Records from a data source:
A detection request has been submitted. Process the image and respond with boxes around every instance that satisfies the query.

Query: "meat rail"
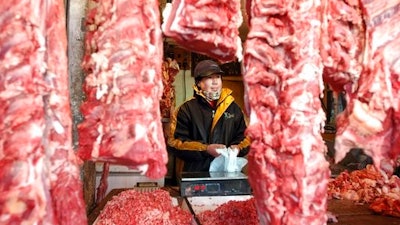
[335,0,400,168]
[162,0,243,63]
[78,0,168,178]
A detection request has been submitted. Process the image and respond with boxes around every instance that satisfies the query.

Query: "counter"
[88,187,400,225]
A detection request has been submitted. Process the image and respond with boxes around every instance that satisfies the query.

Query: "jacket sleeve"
[168,106,210,161]
[232,106,250,157]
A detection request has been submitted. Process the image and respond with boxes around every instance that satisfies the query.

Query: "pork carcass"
[78,0,168,178]
[243,0,330,225]
[162,0,243,63]
[0,0,87,225]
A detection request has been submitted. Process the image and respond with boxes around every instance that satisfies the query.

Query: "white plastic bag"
[209,148,247,172]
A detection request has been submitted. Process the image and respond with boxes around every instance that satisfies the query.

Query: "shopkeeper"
[168,60,250,176]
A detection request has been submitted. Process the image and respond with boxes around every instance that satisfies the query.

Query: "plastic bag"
[209,148,247,172]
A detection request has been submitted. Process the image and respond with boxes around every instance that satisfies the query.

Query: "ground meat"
[197,198,259,225]
[95,189,193,225]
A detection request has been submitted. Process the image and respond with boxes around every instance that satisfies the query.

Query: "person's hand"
[230,145,240,154]
[207,144,226,157]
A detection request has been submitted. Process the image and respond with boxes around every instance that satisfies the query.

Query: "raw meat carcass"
[0,0,87,225]
[94,189,194,225]
[321,0,365,92]
[160,58,179,118]
[244,0,330,225]
[162,0,243,63]
[335,0,400,168]
[78,0,168,178]
[197,197,259,225]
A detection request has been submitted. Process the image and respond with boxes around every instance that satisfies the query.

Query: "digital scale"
[180,172,251,197]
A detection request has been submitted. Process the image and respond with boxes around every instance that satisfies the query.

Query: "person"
[167,60,250,176]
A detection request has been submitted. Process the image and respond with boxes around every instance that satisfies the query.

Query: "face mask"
[202,90,221,101]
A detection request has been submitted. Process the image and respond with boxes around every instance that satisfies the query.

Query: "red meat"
[78,0,168,178]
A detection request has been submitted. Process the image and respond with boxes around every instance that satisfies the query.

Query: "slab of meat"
[321,0,365,92]
[94,189,193,225]
[78,0,168,178]
[0,0,87,225]
[162,0,243,63]
[244,0,330,225]
[335,0,400,168]
[43,0,87,225]
[160,58,179,118]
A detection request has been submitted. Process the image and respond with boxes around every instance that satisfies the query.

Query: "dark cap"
[194,59,224,81]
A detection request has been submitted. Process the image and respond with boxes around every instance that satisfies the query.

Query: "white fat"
[135,124,146,140]
[235,38,243,62]
[96,84,108,100]
[290,91,313,112]
[5,196,27,215]
[92,124,104,158]
[91,53,108,71]
[169,1,185,33]
[161,3,172,31]
[349,100,383,135]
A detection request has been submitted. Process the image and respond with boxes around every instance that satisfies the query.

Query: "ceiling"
[160,0,249,44]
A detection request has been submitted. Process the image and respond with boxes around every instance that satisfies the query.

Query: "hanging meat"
[162,0,243,63]
[328,0,400,168]
[0,0,87,225]
[243,0,330,225]
[78,0,168,178]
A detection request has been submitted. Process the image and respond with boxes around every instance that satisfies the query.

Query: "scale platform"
[180,172,251,197]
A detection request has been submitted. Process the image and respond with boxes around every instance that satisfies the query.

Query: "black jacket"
[168,87,250,172]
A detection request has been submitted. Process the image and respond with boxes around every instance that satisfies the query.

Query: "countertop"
[88,187,400,225]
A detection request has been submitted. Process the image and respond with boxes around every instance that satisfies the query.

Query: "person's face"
[199,74,222,92]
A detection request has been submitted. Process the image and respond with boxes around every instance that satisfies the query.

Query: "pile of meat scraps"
[78,0,168,178]
[162,0,243,62]
[328,165,400,217]
[94,189,193,225]
[197,198,259,225]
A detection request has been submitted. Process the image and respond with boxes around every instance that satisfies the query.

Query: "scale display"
[180,172,251,196]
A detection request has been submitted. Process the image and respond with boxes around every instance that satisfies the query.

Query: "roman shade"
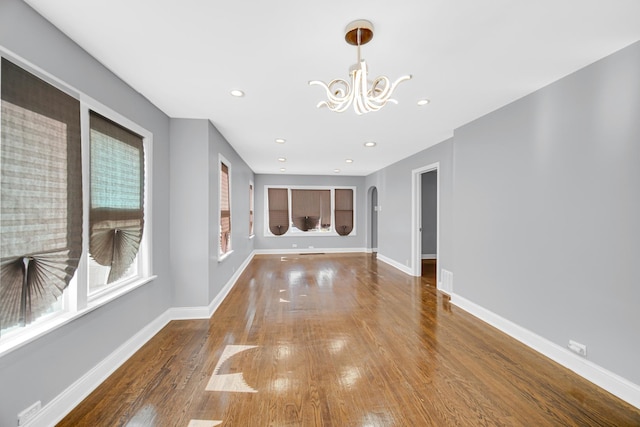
[267,188,289,236]
[0,58,82,329]
[249,184,254,236]
[335,189,353,236]
[291,190,331,231]
[220,162,231,254]
[89,111,144,283]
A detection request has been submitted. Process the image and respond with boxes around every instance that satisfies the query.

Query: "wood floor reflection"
[59,254,640,427]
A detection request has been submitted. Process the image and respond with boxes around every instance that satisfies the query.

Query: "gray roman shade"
[291,190,331,231]
[0,58,82,329]
[249,184,254,235]
[267,188,289,236]
[220,162,231,254]
[335,189,353,236]
[89,111,144,283]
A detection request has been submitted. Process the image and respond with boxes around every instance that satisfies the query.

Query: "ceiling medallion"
[309,19,411,115]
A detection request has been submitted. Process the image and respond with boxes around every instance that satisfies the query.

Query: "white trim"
[0,51,155,357]
[254,248,368,255]
[207,251,255,317]
[451,292,640,408]
[262,184,358,238]
[25,310,172,427]
[0,276,157,357]
[25,252,254,427]
[217,153,233,262]
[408,162,440,283]
[376,252,413,276]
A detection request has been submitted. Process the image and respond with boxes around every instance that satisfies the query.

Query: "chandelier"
[309,19,411,115]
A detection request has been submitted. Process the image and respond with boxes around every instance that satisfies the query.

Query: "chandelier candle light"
[309,19,411,115]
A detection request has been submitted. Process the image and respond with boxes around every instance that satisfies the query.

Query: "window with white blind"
[89,111,144,293]
[0,54,152,348]
[265,186,355,236]
[218,155,232,261]
[249,181,255,237]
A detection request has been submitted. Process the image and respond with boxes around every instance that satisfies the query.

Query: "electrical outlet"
[18,400,42,426]
[569,340,587,357]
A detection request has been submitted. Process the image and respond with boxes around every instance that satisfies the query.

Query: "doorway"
[411,163,440,286]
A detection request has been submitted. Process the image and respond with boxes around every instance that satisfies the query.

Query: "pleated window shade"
[249,184,253,236]
[220,162,231,254]
[0,58,82,331]
[291,190,331,231]
[89,111,144,283]
[267,188,289,236]
[334,189,353,236]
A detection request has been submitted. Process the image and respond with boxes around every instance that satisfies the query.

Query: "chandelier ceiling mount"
[309,19,411,115]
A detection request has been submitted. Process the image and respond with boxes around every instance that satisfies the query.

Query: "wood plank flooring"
[59,254,640,427]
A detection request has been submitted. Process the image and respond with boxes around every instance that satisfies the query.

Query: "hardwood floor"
[59,254,640,427]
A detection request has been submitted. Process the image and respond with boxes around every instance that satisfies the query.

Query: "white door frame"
[411,162,440,284]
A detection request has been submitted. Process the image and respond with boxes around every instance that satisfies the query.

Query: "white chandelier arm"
[309,79,352,112]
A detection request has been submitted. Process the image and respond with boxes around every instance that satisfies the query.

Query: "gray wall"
[453,42,640,384]
[366,139,453,270]
[0,0,171,426]
[170,119,253,307]
[420,171,438,255]
[206,122,256,302]
[255,175,368,249]
[169,119,210,307]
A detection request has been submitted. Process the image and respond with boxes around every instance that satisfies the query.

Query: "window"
[0,58,82,334]
[334,188,353,236]
[267,188,289,236]
[218,156,231,260]
[265,186,355,236]
[0,54,152,348]
[291,190,331,231]
[89,111,144,292]
[249,182,254,237]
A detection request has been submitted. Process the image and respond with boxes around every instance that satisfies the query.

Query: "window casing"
[0,50,153,355]
[264,186,356,236]
[218,155,232,261]
[249,181,255,237]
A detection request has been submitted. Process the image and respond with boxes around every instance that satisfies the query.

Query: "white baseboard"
[25,310,173,427]
[207,250,256,318]
[376,252,413,276]
[25,252,254,427]
[451,293,640,408]
[254,248,367,255]
[167,307,211,320]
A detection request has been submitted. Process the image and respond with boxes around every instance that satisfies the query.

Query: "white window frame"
[262,184,358,237]
[249,179,256,239]
[0,46,156,357]
[216,153,234,262]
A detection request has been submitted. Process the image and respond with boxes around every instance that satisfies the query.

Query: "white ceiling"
[26,0,640,175]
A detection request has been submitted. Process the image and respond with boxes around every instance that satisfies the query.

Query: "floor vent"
[440,268,453,294]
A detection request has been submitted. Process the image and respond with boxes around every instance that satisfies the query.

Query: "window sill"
[218,249,233,262]
[0,276,158,357]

• **Written request**:
Copy out the entries word for word, starting at their first line and ending at the line that contains "[95,189,193,225]", with both of those lines included. Leave the pictures out of your copy.

• **Exercise output**:
A detection request has been submitted. Process the image and respond with boxes around every instance that satisfies the query.

Query: "meat rail"
[335,0,400,168]
[162,0,243,63]
[78,0,168,178]
A detection request has been submitted. Process the image and respond with boxes around every instance that satisfies the query.

Query: "counter"
[88,187,400,225]
A detection request has been submitted. Process the image and respond with boxes around every instance that satisfies the query.

Query: "jacket sleeve"
[168,106,210,161]
[232,106,250,157]
A detection request has been submitted. Process the image and respond with boxes around every instance that satisfies the query.

Query: "pork carcass"
[78,0,168,178]
[243,0,330,225]
[162,0,243,63]
[0,0,87,225]
A detection request has been submitted. Process the image and respond with boxes around every instance that satisfies the query.

Query: "white plastic bag"
[209,148,247,172]
A detection request has been submitted. Process the image and respond with boxes around every instance that satisfies the query.

Query: "shopkeeper"
[168,60,250,176]
A detection request has been submitted. Process the image and respond with boxes around every instance that satisfies the query.

Query: "plastic bag"
[209,148,247,172]
A detection request has been submitted. Process the image and respond with boxes around every instance that satisfies the query.

Query: "ground meat"
[197,198,259,225]
[95,189,193,225]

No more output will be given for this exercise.